WORK TASK ->
Write out the part of the Cascade Foundation article that begins at the words "As a severe" and stops after "of your life.", copying it word for word.

Top of TEXT

A CHARITY set up by a Benfleet family to help cut reoffending rates in prisons could also help revolutionise the whole approach to people’s learning!
A dynamic new CIO The Cascade Foundation is headed by Jackie Hewitt-Main, an amazing lady with big ideas that aim to totally change our thinking with regard to people with “learning difficulties”.
As a severe dyslexic herself, with a son also dyslexic and a younger son with severe head injury, Jackie has first-hand experience of what life’s like when you’re branded “stupid” and have to struggle with an ineffective educational system for much of your life.
Jackie, who is a qualified special educational needs teacher, was not diagnosed until aged 40 when she went back into education. “After years of struggling, it was an epiphany moment for me when I was diagnosed. It is easy to believe you are stupid because you have trouble reading and writing, when actually you are not stupid, you just learn differently from how you were made to try and learn in the classroom”.
In 2006 Jackie set up a successful pilot project in Chelmsford Prison which was largely attributed to a stark drop in reoffending rates among those who took part.

Bottom of TEXT
Top of INFORMATION SHOWN

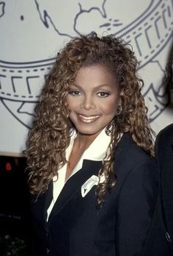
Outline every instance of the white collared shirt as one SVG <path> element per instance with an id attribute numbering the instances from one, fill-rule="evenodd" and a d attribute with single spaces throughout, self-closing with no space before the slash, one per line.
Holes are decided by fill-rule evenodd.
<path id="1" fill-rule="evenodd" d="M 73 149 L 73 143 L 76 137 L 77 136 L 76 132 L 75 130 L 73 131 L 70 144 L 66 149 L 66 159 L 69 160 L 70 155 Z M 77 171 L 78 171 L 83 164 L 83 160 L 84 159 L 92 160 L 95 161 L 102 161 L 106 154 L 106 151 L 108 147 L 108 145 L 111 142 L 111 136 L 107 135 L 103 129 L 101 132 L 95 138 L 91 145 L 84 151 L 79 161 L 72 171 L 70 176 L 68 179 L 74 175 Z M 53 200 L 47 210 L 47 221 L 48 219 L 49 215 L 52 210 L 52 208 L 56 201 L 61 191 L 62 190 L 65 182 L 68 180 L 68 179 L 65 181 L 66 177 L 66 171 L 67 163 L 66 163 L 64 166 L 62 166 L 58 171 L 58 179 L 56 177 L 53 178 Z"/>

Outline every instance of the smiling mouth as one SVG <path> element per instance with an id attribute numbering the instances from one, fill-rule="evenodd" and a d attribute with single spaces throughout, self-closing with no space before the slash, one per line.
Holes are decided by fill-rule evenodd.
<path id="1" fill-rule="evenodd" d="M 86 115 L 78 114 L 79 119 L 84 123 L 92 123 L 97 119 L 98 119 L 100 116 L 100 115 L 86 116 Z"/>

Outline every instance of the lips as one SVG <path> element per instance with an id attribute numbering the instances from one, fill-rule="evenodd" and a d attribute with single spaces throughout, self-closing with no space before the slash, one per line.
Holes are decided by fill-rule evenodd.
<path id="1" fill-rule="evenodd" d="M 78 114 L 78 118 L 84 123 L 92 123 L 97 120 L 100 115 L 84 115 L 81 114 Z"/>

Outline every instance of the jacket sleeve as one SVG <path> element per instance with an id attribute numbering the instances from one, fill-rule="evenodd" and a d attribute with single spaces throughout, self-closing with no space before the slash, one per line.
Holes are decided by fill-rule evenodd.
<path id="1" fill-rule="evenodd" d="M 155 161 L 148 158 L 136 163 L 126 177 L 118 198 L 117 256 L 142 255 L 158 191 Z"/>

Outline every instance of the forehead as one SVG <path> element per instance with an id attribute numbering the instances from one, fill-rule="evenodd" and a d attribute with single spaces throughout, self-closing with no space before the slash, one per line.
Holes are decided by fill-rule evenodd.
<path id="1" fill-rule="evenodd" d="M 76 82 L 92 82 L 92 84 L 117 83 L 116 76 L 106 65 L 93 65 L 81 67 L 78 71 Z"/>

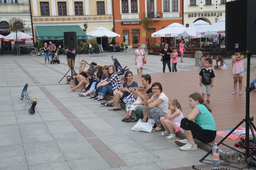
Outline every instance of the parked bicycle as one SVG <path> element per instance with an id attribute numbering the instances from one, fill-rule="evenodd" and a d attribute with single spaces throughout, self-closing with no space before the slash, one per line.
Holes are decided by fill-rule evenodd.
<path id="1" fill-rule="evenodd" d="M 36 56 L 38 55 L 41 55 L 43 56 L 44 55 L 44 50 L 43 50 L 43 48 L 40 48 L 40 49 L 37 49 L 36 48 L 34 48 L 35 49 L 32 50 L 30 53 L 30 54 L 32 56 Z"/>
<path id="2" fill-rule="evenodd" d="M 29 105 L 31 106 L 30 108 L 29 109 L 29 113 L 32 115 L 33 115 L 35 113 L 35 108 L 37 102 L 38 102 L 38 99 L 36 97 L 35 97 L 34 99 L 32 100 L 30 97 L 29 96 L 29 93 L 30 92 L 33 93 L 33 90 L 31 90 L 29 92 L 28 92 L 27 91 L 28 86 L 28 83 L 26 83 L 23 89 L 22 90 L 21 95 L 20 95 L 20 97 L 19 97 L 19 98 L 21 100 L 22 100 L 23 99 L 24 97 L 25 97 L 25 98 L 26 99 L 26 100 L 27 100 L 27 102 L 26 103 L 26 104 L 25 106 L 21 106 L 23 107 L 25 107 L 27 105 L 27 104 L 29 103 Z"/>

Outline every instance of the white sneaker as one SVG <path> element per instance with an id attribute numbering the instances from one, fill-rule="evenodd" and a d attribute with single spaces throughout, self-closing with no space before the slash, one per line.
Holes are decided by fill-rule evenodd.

Bottom of INFORMATION SHOWN

RESPONSE TO THIS TASK ->
As a severe dyslexic herself, with a son also dyslexic and a younger son with severe head injury, Jackie has first-hand experience of what life’s like when you’re branded “stupid” and have to struggle with an ineffective educational system for much of your life.